Format these lines as a numbered list, omitting blank lines. This applies to every line in all the records.
-- begin Dataset --
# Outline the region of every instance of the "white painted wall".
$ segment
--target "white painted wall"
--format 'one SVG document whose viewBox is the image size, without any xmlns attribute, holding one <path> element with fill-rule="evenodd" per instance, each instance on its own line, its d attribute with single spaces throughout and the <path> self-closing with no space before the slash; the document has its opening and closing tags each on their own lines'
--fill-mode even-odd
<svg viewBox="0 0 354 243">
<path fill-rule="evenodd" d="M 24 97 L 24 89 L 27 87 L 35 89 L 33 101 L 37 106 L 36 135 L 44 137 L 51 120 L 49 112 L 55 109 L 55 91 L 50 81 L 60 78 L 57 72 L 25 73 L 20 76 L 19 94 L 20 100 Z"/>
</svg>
-- end Dataset --
Written response -
1. # Outline the region of every instance of the "white painted wall".
2. $ segment
3. --target "white painted wall"
4. --format 'one SVG document whose viewBox is the image size, without any xmlns attribute, holding one <path> element with fill-rule="evenodd" per instance, each instance on its own line, its d attribute with single spaces throughout and the <path> self-closing with no space before the slash; the document has its opening and closing tags each on their own lines'
5. --fill-mode even-odd
6. <svg viewBox="0 0 354 243">
7. <path fill-rule="evenodd" d="M 24 97 L 24 89 L 27 87 L 35 89 L 33 101 L 37 106 L 36 135 L 44 137 L 51 120 L 49 112 L 55 109 L 55 91 L 50 81 L 60 78 L 57 72 L 25 73 L 20 76 L 19 94 L 20 100 Z"/>
8. </svg>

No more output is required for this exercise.